Items listed in a dataset
--- Start ---

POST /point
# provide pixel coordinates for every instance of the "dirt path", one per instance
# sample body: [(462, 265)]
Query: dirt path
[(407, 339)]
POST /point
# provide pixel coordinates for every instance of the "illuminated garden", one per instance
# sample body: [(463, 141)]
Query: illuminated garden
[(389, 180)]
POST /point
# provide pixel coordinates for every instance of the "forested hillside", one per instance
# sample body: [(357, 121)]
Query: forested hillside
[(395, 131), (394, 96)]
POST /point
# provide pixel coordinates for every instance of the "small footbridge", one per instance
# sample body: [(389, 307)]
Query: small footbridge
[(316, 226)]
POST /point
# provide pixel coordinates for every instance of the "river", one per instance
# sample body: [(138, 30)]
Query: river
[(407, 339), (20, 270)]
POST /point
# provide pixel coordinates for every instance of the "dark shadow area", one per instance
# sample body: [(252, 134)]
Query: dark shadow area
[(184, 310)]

--- End ---
--- Start ---

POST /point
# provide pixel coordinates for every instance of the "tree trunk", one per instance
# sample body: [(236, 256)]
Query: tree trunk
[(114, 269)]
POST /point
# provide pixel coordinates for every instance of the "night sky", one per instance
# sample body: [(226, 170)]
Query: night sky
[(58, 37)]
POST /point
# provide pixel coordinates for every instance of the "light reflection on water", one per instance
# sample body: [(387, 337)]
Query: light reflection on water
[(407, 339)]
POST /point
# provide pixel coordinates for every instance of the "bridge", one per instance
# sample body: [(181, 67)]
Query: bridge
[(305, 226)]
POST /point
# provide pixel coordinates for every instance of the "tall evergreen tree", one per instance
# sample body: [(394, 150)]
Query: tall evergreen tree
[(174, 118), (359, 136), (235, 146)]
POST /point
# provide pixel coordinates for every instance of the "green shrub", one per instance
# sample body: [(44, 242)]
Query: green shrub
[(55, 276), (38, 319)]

--- End ---
--- Start ---

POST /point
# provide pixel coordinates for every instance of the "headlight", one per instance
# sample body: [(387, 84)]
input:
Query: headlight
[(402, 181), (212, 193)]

--- End ---

* SHORT EXERCISE: Count the lines in the items above that contain the word "trunk", and reply with the number alone.

* ANSWER TO THE PROBLEM: 2